→ **Directions for this task**
Write the data out again exactly and in full.

→ **Saved data entries**
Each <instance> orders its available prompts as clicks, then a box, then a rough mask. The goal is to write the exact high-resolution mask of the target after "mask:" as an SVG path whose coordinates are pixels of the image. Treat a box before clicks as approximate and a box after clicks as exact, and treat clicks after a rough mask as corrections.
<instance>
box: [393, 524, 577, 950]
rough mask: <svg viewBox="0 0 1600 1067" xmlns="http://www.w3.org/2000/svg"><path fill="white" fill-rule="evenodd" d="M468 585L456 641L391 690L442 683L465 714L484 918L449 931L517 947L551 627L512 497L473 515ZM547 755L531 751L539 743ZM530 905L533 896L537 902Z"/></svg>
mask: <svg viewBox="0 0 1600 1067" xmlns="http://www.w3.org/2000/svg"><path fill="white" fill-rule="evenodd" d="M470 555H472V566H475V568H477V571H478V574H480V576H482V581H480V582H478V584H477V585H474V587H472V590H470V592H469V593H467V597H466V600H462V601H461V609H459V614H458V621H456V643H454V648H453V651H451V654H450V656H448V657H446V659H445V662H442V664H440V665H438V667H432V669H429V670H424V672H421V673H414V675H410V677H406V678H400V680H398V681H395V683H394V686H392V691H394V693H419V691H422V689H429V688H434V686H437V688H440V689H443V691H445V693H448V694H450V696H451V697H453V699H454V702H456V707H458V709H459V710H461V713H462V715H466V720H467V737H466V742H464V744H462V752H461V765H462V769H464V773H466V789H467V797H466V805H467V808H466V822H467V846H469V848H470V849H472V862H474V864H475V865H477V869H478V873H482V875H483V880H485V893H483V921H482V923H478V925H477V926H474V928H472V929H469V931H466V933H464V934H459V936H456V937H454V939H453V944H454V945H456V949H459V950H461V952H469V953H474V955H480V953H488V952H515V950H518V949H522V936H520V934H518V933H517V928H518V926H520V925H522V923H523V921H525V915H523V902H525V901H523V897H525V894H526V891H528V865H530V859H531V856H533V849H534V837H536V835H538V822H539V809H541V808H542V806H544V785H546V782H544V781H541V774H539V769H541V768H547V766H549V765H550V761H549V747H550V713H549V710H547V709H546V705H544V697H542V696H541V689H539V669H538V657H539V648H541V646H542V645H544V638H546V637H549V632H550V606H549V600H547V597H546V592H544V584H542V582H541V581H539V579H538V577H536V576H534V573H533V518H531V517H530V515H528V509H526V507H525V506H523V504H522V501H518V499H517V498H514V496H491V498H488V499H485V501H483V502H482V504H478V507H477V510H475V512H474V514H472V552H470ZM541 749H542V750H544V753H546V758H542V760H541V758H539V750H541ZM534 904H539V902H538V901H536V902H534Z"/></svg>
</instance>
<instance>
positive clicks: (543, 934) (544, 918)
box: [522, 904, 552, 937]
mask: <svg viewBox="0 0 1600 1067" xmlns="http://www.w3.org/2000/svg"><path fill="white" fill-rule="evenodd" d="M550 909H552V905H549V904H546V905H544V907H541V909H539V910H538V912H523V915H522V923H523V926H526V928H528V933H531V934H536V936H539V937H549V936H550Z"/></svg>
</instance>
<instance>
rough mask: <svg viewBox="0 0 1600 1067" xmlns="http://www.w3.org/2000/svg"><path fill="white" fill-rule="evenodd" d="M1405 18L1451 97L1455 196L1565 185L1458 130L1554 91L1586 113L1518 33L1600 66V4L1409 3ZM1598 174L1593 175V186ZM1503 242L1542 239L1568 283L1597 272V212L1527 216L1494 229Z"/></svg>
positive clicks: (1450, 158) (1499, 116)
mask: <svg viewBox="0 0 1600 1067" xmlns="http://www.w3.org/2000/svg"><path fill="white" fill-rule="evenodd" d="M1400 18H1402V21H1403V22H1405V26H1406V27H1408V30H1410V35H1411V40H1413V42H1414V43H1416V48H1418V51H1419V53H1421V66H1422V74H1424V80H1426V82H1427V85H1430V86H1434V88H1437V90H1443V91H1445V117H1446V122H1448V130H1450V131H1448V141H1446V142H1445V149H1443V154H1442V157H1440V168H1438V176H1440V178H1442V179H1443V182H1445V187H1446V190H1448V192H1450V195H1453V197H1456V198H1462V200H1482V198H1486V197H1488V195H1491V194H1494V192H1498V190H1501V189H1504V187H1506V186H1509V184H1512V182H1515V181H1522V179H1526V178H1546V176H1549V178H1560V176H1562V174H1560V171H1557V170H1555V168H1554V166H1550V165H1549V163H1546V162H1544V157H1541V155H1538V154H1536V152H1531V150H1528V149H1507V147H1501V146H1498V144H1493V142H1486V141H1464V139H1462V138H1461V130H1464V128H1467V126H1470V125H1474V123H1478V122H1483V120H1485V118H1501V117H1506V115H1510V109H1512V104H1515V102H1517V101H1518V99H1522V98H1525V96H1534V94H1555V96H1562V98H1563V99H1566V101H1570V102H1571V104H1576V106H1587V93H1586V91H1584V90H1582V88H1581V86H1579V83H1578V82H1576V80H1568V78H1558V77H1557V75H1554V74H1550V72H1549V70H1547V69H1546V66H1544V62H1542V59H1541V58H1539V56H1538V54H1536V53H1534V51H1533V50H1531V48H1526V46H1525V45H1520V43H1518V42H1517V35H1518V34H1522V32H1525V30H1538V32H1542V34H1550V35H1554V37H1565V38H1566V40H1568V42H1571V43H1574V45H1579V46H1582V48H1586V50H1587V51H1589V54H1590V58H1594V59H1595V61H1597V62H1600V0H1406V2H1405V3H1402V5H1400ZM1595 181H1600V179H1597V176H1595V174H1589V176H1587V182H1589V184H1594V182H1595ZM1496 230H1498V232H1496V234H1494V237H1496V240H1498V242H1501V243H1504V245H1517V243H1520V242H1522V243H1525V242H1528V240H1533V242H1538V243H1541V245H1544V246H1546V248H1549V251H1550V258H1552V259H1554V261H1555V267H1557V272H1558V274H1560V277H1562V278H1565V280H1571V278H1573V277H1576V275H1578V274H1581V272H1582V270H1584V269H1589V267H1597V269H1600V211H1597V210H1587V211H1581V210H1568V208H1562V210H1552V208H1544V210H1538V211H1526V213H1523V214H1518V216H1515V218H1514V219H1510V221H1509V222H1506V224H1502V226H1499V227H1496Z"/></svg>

→ **Result for this task**
Each <instance> orders its available prompts as clicks, then a box, then a rough mask. The goal is to write the exact high-resolution mask of the target after "mask:" as an SVG path whose coordinates are pixels of the image. Treat a box before clicks as approximate and a box after clicks as exact, and treat clicks after a rough mask as corrections.
<instance>
box: [393, 524, 577, 950]
rough mask: <svg viewBox="0 0 1600 1067" xmlns="http://www.w3.org/2000/svg"><path fill="white" fill-rule="evenodd" d="M468 585L456 641L391 690L442 683L465 714L484 918L449 931L517 947L551 627L512 497L473 515ZM547 755L531 751L539 743ZM530 905L533 896L537 902Z"/></svg>
mask: <svg viewBox="0 0 1600 1067" xmlns="http://www.w3.org/2000/svg"><path fill="white" fill-rule="evenodd" d="M470 555H472V566H475V568H477V571H478V574H480V576H482V581H480V582H478V584H477V585H474V587H472V590H470V592H469V593H467V597H466V600H462V601H461V609H459V614H458V621H456V643H454V648H453V651H451V654H450V656H448V657H446V659H445V662H442V664H440V665H438V667H432V669H429V670H424V672H421V673H414V675H410V677H406V678H400V680H398V681H395V683H394V686H392V691H394V693H419V691H422V689H429V688H434V686H437V688H440V689H443V691H445V693H448V694H450V696H451V697H453V699H454V702H456V707H458V709H459V710H461V713H462V715H466V720H467V737H466V742H464V744H462V752H461V765H462V769H464V773H466V789H467V797H466V805H467V808H466V822H467V846H469V848H470V849H472V862H474V864H475V865H477V869H478V873H482V875H483V880H485V893H483V921H482V923H478V925H477V926H474V928H472V929H469V931H466V933H464V934H459V936H456V937H454V939H453V944H454V945H456V949H459V950H461V952H469V953H474V955H480V953H488V952H515V950H518V949H522V936H520V934H518V933H517V928H518V926H520V925H522V923H523V921H525V915H523V902H525V901H523V897H525V894H526V891H528V865H530V859H531V856H533V849H534V837H536V835H538V822H539V809H541V808H542V806H544V785H546V782H544V781H541V774H539V769H541V768H547V766H549V765H550V761H549V747H550V713H549V710H547V709H546V705H544V697H542V696H541V689H539V669H538V657H539V648H541V646H542V645H544V638H546V637H549V632H550V606H549V600H547V597H546V592H544V584H542V582H541V581H539V579H538V577H536V576H534V573H533V518H531V517H530V515H528V509H526V507H525V506H523V504H522V501H518V499H517V498H514V496H491V498H488V499H485V501H483V502H482V504H478V507H477V510H475V512H474V514H472V552H470ZM541 749H542V750H544V753H546V758H542V760H541V758H539V750H541ZM534 904H539V902H538V901H536V902H534Z"/></svg>
</instance>
<instance>
positive clicks: (543, 934) (544, 918)
box: [522, 904, 552, 937]
mask: <svg viewBox="0 0 1600 1067" xmlns="http://www.w3.org/2000/svg"><path fill="white" fill-rule="evenodd" d="M550 909H552V905H549V904H546V905H544V907H541V909H539V910H538V912H523V915H522V923H523V926H526V928H528V933H531V934H536V936H539V937H549V936H550Z"/></svg>
</instance>
<instance>
rough mask: <svg viewBox="0 0 1600 1067" xmlns="http://www.w3.org/2000/svg"><path fill="white" fill-rule="evenodd" d="M1405 18L1451 97L1455 196L1565 185L1458 130L1554 91L1586 113L1518 33L1600 66V4L1409 3ZM1598 174L1593 175V186ZM1503 242L1542 239L1568 283L1597 272V212L1527 216L1494 229Z"/></svg>
positive clicks: (1450, 158) (1499, 116)
mask: <svg viewBox="0 0 1600 1067" xmlns="http://www.w3.org/2000/svg"><path fill="white" fill-rule="evenodd" d="M1400 18H1402V21H1403V22H1405V26H1406V27H1408V30H1410V35H1411V40H1413V42H1414V43H1416V48H1418V51H1419V53H1421V66H1422V74H1424V80H1426V82H1427V85H1430V86H1434V88H1437V90H1443V91H1445V117H1446V122H1448V130H1450V131H1448V141H1446V142H1445V149H1443V154H1442V157H1440V168H1438V176H1440V178H1442V179H1443V182H1445V187H1446V190H1448V192H1450V195H1453V197H1456V198H1462V200H1482V198H1486V197H1488V195H1491V194H1494V192H1498V190H1501V189H1504V187H1506V186H1509V184H1512V182H1515V181H1522V179H1526V178H1546V176H1549V178H1560V176H1562V174H1560V171H1557V170H1555V168H1554V166H1550V165H1549V163H1546V162H1544V157H1541V155H1538V154H1536V152H1531V150H1528V149H1507V147H1501V146H1498V144H1493V142H1486V141H1464V139H1462V138H1461V130H1464V128H1467V126H1470V125H1474V123H1478V122H1483V120H1485V118H1501V117H1506V115H1510V109H1512V104H1515V102H1517V101H1518V99H1522V98H1525V96H1534V94H1555V96H1562V98H1563V99H1566V101H1570V102H1571V104H1576V106H1587V93H1586V91H1584V90H1582V88H1581V86H1579V83H1578V82H1576V80H1568V78H1558V77H1557V75H1554V74H1550V72H1549V70H1547V69H1546V66H1544V62H1542V59H1541V58H1539V56H1538V54H1536V53H1534V51H1533V50H1531V48H1526V46H1525V45H1520V43H1518V42H1517V35H1518V34H1522V32H1525V30H1538V32H1542V34H1550V35H1554V37H1565V38H1566V40H1568V42H1571V43H1574V45H1579V46H1582V48H1586V50H1587V51H1589V54H1590V58H1594V59H1595V61H1597V62H1600V0H1406V2H1405V3H1402V5H1400ZM1595 181H1600V179H1597V176H1595V174H1589V176H1587V182H1589V184H1594V182H1595ZM1496 230H1498V232H1496V234H1494V237H1496V240H1498V242H1501V243H1504V245H1517V243H1520V242H1522V243H1525V242H1528V240H1533V242H1538V243H1541V245H1544V246H1546V248H1549V251H1550V258H1552V259H1554V261H1555V267H1557V272H1558V274H1560V277H1562V278H1565V280H1571V278H1573V277H1576V275H1578V274H1581V272H1582V270H1584V269H1589V267H1597V269H1600V211H1597V210H1587V211H1581V210H1568V208H1562V210H1552V208H1544V210H1538V211H1526V213H1523V214H1518V216H1515V218H1514V219H1510V221H1509V222H1506V224H1502V226H1499V227H1496Z"/></svg>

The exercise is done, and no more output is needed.